■ **PASSAGE GIVEN**:
Despite today’s attractive mortgage rates and wide selection of affordable homes from which to choose, you should keep in mind closing costs in addition to your down payment for that dream home. These various charges can add up and, for the most part, they are all legally required payments in buying a property. Some of them expenditures are one-time costs and others, such as condominium maintenance fees and property insurance, will be ongoing monthly expenses. The good news is that not all of these costs may apply in your circumstances.

These payments include:
  • Legal fees: since a lawyer or notary public is an essential part of your home-buying team, the work provided involves legal fees. Most legal fees include searching the title of a property, arranging a property survey if necessary and handling other disbursements as required.

  • Mortgage loan insurance: Mortgage loan insurance is typically required by lenders when homebuyers make a down payment of less than 20% of the purchase price. Mortgage loan insurance helps protect the lenders against mortgage default, and enable consumers to purchase homes with little or no down payment. As with any insurance, there are insurance premiums to be paid. The amount of the premium varies and can range between .65% and 2.75% depending upon how much of the purchase price/home value is financed with a mortgage. Mortgage loan insurance is not to be confused with mortgage life insurance which guarantees that your remaining mortgage at the time of your death will not be a burden to your estate.

    CMHC's Mortgage Premiums (as of May 27, 2007)

  • Appraisal fee: If your loan is not insured, your lender may require a property appraisal at your expense.

  • Property/fire insurance: This insurance covers the replacement value of your home and its contents. Most mortgage lenders will require proof that you have this insurance before processing a mortgage.

■ **DATASET EXCERPTS**:
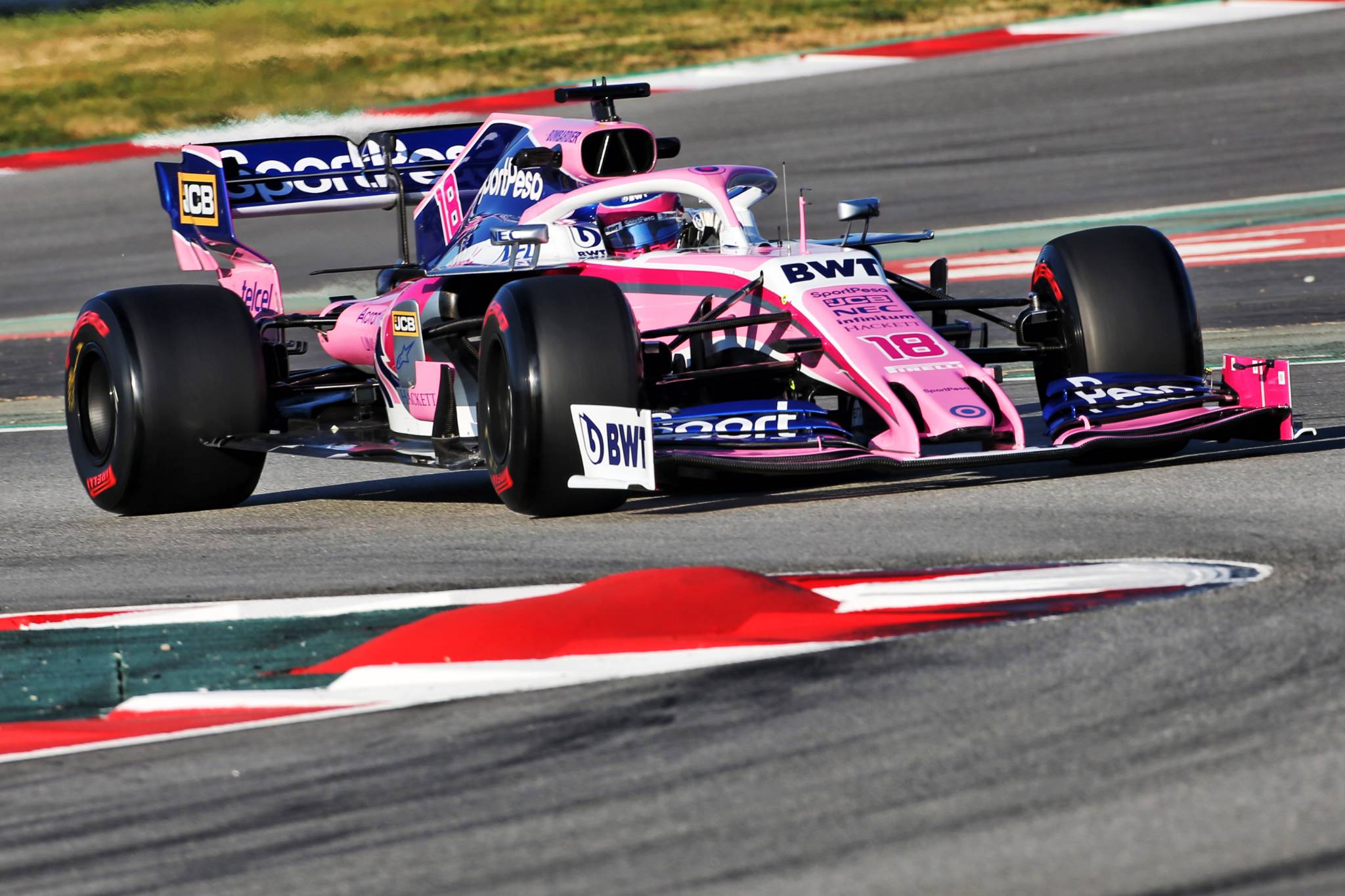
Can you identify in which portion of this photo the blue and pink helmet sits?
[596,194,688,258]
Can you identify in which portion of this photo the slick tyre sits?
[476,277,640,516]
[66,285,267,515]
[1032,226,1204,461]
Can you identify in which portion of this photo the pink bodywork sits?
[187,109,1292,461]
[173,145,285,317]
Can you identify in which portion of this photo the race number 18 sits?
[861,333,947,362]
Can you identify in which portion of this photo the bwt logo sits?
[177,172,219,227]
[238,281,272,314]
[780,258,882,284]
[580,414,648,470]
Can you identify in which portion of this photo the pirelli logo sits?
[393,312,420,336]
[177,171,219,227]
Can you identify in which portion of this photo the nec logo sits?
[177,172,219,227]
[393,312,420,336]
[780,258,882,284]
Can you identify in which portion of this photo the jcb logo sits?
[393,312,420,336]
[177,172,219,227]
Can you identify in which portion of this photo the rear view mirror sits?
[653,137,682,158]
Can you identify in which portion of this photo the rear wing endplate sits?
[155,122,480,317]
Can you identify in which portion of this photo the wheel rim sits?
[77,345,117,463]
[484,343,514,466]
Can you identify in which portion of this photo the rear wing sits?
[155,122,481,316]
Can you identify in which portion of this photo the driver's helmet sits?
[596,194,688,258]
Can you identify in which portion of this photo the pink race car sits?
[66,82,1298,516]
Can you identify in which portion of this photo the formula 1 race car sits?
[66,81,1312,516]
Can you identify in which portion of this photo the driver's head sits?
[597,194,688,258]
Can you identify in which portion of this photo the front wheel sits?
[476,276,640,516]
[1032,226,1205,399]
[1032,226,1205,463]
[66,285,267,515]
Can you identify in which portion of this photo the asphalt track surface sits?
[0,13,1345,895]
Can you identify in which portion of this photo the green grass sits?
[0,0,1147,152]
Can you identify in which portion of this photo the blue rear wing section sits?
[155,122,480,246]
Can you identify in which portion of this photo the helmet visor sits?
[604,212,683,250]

■ **PROBLEM SET**:
1. Do the following statements agree with the passage on home-buying closing costs? Answer yes or no for each and quote the words of the passage that decide it. (a) Lenders typically require mortgage loan insurance when the down payment is under 20% of the purchase price. (b) Mortgage loan insurance is another name for mortgage life insurance. (c) The lender always pays for a property appraisal.
2. Write what comes next in the passage on home-buying closing costs, picking up right after its final sentence.

■ **RESULTS FOR EACH TASK**:
1.
(a) Yes: "Mortgage loan insurance is typically required by lenders when homebuyers make a down payment of less than 20% of the purchase price."
(b) No: "Mortgage loan insurance is not to be confused with mortgage life insurance which guarantees that your remaining mortgage at the time of your death will not be a burden to your estate."
(c) No: "If your loan is not insured, your lender may require a property appraisal at your expense."

2.
  • Home inspection: With resale homes, to check plumbing, electrical work and any structural flaws. A professional home inspector knows what to look for and can confirm or add to the information you have gleaned from the REALTOR® for your inspection.

  • Renovation and repairs: A home inspection may indicate that the home needs major structural repairs such as a new roof. Don't forget to factor these costs into the price of the home.

  • Survey fee: Lenders will want proof that the property complies with all relevant by-laws and that new additions fall within the property’s boundaries. See if the seller has a recent survey; the lender might accept it and you could save yourself some money. If you're obtaining title insurance, it may be an acceptable alternative to a survey. Title insurance is an insurance policy you can purchase to protect your investment in your property if there is a problem with title.

  • Property taxes: Taxes are always a certainty. If you have a high-ratio mortgage, your lender may require that you have your property tax installments added to your mortgage payments.

  • Land transfer tax: A land transfer tax is assessed on real property when ownership of the property is transferred from one party to another. The tax is a certain percentage of the value of the property based on a sliding scale:

- 0.5% of the value of consideration for the transfer up to and including $55,000,
- 1.0% of the value of the consideration which exceeds $55,000 up to and including $250,000,
- 1.5% of the value of the consideration which exceeds $250,000; and
- 2.0% of the amount by which the value of the consideration exceeds $400,000 for land that contains at least one and not more than two single family residences.


  • GST: GST is payable to some degree on the purchase price on all new homes, although partial rebates are available on the purchase of most homes. A resale residential home is usually exempt from GST.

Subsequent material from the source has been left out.